— Start of Information given —

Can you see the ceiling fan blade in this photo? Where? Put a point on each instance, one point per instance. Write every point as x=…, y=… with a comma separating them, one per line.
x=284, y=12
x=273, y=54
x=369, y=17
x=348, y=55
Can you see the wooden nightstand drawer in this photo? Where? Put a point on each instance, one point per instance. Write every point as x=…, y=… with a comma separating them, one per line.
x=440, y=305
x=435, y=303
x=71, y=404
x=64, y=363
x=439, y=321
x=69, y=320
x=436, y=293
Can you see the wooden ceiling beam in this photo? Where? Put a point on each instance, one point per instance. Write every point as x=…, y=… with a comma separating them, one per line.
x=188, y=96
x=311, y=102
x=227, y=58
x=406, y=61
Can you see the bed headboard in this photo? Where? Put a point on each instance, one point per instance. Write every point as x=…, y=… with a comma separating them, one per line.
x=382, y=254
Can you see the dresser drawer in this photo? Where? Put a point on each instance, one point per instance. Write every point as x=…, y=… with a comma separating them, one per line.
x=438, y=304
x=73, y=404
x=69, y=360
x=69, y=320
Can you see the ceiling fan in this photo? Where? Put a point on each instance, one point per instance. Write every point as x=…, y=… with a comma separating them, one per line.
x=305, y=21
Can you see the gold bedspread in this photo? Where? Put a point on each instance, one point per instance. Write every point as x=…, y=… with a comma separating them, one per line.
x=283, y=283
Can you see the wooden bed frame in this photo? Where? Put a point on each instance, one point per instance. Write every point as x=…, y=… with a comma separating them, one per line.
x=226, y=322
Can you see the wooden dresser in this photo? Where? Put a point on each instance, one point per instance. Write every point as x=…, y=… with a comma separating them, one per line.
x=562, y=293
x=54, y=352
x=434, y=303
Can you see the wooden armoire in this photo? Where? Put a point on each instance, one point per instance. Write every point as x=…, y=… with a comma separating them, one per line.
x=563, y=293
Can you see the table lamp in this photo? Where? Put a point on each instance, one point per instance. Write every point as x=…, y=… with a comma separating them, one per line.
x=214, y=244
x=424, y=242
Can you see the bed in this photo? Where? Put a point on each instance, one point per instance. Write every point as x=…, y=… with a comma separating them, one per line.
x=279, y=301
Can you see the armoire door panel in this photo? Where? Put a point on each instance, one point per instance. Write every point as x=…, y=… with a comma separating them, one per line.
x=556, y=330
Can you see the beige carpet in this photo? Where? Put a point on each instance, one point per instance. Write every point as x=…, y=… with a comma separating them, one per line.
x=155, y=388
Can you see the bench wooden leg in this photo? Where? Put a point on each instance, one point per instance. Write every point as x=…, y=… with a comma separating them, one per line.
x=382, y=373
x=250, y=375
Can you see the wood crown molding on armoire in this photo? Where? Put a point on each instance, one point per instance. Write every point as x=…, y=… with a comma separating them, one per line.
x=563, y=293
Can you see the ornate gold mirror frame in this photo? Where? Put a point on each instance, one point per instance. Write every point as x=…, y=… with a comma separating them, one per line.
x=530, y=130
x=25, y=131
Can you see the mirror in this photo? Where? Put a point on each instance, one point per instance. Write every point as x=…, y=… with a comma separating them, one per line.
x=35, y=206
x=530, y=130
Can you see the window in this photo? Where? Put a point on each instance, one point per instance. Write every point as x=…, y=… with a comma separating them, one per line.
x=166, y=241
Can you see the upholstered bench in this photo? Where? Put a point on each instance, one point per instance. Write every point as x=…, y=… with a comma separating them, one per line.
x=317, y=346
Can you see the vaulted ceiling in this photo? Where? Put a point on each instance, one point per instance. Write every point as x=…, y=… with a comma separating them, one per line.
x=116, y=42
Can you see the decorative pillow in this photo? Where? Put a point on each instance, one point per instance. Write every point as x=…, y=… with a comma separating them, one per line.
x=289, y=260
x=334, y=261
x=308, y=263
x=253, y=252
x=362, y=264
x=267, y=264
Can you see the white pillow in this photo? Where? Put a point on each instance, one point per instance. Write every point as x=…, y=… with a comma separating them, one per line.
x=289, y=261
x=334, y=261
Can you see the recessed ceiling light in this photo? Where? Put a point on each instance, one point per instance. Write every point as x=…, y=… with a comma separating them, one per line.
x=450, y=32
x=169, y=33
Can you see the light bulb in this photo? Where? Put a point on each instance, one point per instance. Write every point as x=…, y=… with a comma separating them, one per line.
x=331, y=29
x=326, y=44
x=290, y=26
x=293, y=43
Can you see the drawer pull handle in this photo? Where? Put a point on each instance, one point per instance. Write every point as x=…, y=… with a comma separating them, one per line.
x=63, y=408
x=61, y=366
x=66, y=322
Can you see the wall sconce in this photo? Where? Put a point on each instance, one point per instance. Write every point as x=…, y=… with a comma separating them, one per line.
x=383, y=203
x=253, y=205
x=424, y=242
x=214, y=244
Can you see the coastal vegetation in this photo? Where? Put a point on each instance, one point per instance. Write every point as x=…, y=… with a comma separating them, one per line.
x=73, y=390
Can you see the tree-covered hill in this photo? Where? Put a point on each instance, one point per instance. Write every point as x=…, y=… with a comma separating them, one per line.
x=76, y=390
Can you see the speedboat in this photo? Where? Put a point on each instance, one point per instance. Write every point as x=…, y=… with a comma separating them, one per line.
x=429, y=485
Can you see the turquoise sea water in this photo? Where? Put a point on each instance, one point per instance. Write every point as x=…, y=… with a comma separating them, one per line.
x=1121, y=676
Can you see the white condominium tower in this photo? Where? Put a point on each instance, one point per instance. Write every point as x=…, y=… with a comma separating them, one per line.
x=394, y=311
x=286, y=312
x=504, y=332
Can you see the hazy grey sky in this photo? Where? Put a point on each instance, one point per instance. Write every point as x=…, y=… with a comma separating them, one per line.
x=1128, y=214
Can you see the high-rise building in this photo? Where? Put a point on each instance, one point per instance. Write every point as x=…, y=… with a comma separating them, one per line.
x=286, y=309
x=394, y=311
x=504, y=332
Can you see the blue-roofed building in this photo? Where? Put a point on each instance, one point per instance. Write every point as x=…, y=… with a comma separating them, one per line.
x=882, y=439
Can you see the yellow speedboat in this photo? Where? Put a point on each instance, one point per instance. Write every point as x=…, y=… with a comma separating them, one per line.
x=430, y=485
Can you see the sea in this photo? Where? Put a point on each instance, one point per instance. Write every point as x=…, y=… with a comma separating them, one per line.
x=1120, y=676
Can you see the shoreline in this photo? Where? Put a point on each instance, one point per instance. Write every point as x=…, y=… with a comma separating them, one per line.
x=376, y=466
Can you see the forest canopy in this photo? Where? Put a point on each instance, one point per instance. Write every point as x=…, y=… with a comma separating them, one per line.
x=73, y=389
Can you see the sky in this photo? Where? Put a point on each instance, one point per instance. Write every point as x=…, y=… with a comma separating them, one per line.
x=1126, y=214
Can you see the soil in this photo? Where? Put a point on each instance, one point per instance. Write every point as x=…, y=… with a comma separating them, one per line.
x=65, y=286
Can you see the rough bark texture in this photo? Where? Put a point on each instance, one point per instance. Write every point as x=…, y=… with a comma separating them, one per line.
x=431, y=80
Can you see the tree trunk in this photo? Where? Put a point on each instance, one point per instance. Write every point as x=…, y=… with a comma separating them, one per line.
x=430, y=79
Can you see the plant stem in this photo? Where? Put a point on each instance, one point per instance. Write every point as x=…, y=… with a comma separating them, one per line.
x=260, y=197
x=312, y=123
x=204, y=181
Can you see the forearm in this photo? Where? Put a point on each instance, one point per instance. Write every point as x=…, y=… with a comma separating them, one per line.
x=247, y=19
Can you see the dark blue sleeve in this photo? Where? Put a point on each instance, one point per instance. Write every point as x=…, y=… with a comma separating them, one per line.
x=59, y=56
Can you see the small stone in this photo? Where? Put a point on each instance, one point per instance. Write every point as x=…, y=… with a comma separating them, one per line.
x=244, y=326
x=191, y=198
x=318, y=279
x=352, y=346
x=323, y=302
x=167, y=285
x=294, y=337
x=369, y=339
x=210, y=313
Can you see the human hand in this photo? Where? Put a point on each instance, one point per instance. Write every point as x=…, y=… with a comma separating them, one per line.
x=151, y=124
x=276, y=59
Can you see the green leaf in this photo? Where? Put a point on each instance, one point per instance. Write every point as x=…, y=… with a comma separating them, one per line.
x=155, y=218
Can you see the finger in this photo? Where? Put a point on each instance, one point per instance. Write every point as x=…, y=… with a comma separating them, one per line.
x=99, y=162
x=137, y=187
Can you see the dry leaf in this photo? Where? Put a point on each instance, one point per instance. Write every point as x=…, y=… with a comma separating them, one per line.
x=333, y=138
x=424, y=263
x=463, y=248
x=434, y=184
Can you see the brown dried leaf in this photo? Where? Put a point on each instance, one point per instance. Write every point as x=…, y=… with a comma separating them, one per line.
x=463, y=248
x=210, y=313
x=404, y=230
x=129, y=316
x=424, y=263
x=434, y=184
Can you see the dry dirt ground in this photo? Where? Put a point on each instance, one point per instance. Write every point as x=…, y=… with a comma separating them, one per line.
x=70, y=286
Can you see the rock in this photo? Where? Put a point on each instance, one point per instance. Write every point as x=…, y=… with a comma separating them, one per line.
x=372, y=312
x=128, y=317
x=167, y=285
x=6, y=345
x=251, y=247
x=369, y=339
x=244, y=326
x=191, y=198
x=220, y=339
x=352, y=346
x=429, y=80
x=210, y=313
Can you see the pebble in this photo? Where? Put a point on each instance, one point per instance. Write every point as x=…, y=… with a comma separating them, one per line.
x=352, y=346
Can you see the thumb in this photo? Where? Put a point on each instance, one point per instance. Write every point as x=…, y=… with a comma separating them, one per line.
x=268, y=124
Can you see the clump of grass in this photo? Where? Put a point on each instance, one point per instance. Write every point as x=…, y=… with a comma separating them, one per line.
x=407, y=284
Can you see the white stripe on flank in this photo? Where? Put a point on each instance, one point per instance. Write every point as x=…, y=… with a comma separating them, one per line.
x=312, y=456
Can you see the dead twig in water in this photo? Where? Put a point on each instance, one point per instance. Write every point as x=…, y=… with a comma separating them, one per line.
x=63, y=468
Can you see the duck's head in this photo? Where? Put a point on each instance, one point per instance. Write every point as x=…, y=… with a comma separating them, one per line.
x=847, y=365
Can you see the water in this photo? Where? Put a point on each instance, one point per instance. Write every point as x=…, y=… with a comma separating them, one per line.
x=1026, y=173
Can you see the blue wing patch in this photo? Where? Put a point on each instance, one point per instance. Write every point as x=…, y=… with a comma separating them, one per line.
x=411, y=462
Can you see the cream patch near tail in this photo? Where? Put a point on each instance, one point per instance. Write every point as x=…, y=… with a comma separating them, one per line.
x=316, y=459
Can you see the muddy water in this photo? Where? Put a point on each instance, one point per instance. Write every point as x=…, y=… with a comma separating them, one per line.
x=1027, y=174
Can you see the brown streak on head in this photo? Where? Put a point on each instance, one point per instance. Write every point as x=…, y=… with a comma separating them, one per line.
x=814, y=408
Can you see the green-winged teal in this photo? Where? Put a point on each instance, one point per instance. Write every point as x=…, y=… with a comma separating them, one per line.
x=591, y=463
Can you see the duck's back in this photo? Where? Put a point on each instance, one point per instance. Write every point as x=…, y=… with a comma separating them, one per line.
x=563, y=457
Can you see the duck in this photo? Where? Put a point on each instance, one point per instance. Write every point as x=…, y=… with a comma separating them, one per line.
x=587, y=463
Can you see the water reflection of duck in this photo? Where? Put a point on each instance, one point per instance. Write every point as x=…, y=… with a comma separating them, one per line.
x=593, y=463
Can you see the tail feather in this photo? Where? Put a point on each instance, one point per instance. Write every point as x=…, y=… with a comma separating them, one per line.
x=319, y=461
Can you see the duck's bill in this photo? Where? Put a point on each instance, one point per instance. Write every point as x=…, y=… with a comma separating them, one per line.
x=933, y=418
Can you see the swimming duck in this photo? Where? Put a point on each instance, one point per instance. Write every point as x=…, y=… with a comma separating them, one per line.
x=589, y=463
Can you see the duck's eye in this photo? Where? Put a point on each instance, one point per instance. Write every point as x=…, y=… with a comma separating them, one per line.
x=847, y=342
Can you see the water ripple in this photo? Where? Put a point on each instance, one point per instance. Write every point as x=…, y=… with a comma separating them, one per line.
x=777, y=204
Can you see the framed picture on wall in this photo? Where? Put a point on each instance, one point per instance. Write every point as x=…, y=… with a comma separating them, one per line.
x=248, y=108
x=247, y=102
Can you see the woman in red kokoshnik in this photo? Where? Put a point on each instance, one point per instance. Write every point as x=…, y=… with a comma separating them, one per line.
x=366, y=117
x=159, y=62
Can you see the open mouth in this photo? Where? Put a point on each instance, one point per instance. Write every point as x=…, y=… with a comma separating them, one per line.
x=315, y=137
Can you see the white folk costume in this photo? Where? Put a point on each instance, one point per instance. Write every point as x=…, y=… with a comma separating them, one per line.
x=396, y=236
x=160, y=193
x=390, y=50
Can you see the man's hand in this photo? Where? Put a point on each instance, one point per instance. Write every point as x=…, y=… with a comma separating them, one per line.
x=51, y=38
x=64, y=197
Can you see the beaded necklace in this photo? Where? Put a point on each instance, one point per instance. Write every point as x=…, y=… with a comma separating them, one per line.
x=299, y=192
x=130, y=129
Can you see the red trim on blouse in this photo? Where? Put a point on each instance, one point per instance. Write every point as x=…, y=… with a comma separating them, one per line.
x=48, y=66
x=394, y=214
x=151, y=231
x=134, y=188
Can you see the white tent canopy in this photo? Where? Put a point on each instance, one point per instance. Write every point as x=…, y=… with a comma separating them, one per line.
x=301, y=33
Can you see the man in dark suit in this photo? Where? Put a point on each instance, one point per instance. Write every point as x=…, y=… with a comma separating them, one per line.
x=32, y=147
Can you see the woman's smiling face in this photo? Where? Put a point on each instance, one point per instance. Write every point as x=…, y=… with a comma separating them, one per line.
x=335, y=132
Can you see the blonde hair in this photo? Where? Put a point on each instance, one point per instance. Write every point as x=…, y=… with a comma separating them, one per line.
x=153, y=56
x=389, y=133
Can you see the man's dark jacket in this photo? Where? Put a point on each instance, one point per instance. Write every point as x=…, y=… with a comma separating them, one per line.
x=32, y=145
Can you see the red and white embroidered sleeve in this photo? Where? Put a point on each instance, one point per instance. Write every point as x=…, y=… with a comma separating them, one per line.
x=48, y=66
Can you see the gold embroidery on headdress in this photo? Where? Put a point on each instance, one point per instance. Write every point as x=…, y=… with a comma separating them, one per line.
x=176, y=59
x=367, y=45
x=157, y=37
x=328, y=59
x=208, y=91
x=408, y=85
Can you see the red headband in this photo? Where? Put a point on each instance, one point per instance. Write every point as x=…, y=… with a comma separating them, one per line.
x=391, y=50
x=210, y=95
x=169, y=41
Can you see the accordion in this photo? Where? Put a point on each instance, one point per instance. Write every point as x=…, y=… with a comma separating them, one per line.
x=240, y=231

— End of Information given —

Repeat the data word for word, from its first line down to and including the line that contains "x=382, y=254".

Can you see the ceiling fan blade in this photo? Where? Put a point on each instance, one point per instance. Write every point as x=…, y=… with a comma separating them, one per line.
x=284, y=12
x=273, y=54
x=369, y=17
x=348, y=55
Can you see the wooden nightstand drawer in this photo? Where? Put a point on each instance, one point per instance. Write every point as x=…, y=… with a comma separating them, one per line.
x=440, y=305
x=435, y=303
x=71, y=404
x=64, y=363
x=439, y=321
x=69, y=320
x=436, y=293
Can you see the wooden ceiling beam in this photo? Where? Put a point on each instance, one point per instance. Write every point as x=…, y=… with a comma separating them, one per line.
x=188, y=96
x=311, y=102
x=227, y=58
x=406, y=61
Can you see the bed headboard in this photo? Where? Put a point on each instance, one point per instance. Write every point as x=…, y=… with a comma separating them, one per line.
x=382, y=254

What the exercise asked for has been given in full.